### Given data
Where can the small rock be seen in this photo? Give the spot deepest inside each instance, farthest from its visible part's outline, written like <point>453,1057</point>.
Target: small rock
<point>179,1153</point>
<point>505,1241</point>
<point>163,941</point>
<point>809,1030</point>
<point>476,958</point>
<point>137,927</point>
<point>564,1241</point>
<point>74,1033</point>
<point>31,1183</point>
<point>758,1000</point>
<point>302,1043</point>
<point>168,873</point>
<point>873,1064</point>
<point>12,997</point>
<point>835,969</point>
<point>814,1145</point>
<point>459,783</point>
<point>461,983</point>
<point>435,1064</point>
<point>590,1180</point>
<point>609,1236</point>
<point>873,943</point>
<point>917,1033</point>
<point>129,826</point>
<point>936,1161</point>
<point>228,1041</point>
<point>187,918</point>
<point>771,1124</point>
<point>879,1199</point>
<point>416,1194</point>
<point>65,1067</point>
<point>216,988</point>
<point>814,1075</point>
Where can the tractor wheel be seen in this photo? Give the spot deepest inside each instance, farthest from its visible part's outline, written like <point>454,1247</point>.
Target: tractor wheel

### Exercise task
Rescale the rows above by copying out every line, requests included, and multiplying each point coordinate in the answers by 2.1, rounding to whole numbers with halves rounded up. Leave the numbers inside the requests unchanged.

### Solution to this problem
Where can the small rock be seen in this photo? Give the spot deepest inside each instance, farthest from its visible part's outline, written like <point>453,1057</point>.
Target: small rock
<point>376,2421</point>
<point>1061,2606</point>
<point>342,1976</point>
<point>1699,2163</point>
<point>1000,2012</point>
<point>288,1947</point>
<point>1184,2606</point>
<point>155,2169</point>
<point>65,2484</point>
<point>1592,2100</point>
<point>634,2190</point>
<point>353,1833</point>
<point>1833,2234</point>
<point>25,2094</point>
<point>1754,2035</point>
<point>1709,2405</point>
<point>964,1644</point>
<point>968,2064</point>
<point>914,2234</point>
<point>1239,2478</point>
<point>1279,2596</point>
<point>1833,1980</point>
<point>1926,2169</point>
<point>271,1735</point>
<point>1966,2438</point>
<point>479,2186</point>
<point>393,1928</point>
<point>1619,2360</point>
<point>1846,2518</point>
<point>874,2507</point>
<point>137,2241</point>
<point>454,2075</point>
<point>1709,2258</point>
Where can the tractor wheel be seen in this photo? Give the spot deepest inside each instance, farthest from its visible part's outline, written like <point>454,1247</point>.
Target: tractor wheel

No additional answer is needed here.